PASSAGE TO READ -

The HP 200A was the first product made by Hewlett-Packard and was manufactured in David Packard's garage in Palo Alto, California.

It was a low-distortion audio oscillator used for testing sound equipment. It used the Wien bridge oscillator circuit, that had been the subject of Bill Hewlett's Masters thesis. It was also the first such commercial oscillator to use a simple light bulb as the temperature-dependent resistor in its feedback network. The light bulb was an inexpensive and effective automatic gain control that not only kept the oscillator output amplitude constant, but it also kept the oscillator's loop gain near unity.  The latter is a key technique for achieving a low distortion oscillator. Earlier, Larned Meacham had used light bulbs in bridge circuits to stabilize and linearize oscillators in 1938.

PROVIDED DATA -

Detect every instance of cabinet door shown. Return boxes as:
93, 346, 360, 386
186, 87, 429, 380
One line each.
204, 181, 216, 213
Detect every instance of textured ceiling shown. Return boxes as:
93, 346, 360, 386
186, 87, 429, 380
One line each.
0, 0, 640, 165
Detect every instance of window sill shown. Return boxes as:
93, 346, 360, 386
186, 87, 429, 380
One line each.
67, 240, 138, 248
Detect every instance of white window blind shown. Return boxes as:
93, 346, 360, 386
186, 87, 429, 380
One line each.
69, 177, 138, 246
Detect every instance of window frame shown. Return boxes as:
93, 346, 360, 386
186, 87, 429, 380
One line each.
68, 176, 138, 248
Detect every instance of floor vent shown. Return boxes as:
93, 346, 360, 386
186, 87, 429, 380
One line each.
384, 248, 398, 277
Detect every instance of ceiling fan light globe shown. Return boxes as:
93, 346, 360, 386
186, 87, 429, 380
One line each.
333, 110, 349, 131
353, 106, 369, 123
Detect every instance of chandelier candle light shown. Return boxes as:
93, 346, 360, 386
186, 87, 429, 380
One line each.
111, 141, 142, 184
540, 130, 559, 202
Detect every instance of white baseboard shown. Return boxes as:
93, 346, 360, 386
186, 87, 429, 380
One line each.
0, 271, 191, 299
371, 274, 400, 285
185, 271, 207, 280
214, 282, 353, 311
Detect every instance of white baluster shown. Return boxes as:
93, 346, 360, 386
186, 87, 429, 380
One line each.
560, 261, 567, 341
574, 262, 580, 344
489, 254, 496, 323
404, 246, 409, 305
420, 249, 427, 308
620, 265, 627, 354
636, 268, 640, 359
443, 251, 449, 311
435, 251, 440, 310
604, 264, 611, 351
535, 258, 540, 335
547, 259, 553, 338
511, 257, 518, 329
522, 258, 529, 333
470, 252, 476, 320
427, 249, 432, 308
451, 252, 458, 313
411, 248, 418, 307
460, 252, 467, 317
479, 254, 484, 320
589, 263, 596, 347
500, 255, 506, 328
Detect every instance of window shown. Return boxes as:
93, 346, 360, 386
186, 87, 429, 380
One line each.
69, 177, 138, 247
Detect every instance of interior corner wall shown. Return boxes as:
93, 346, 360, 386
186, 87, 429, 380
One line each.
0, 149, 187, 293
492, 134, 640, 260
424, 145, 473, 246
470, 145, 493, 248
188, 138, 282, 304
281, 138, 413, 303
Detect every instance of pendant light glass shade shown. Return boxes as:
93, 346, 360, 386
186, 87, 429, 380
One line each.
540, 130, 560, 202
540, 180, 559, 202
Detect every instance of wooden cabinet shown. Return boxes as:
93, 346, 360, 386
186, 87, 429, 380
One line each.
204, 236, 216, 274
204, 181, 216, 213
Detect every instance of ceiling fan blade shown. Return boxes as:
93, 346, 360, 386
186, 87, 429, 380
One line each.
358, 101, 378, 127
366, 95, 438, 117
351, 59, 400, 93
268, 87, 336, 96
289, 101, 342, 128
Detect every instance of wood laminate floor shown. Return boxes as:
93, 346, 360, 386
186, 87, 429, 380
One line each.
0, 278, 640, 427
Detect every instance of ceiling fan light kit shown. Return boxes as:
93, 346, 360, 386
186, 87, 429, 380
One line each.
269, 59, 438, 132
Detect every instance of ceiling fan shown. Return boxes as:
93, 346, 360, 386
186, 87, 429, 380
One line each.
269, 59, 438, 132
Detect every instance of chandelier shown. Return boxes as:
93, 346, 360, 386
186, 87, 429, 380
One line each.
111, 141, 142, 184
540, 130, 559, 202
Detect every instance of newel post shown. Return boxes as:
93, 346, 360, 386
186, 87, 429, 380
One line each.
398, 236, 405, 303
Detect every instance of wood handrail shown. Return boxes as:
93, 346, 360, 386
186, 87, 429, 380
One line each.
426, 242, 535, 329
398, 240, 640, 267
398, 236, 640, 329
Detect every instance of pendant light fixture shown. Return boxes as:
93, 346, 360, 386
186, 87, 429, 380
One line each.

OBJECTIVE 1 - According to the passage on the HP 200A, what served as the temperature-dependent resistor in the oscillator's feedback network?
OBJECTIVE 2 - Write the next part of the passage on the HP 200A, picking up after its final sentence.

OUTPUT 1 - A simple light bulb.

OUTPUT 2 -
The product code was chosen to give the impression that HP was an established company.  Walt Disney bought eight of them for use in the production of Fantasia.

The circuit diagram is shown in Hewlett's 1939 patent.

Development 
Through the 1940s and into the 1950s, the subsequent versions of the 200A covered different and wider frequency ranges.  The latest version was the 200CD; it covered from the subaudio 5 Hz to the low end (Long Wave) of the AM radio band at 600 kilohertz.  The 200CD became a ubiquitous audio generator in engineering laboratories worldwide from the 1950s to the 1990s.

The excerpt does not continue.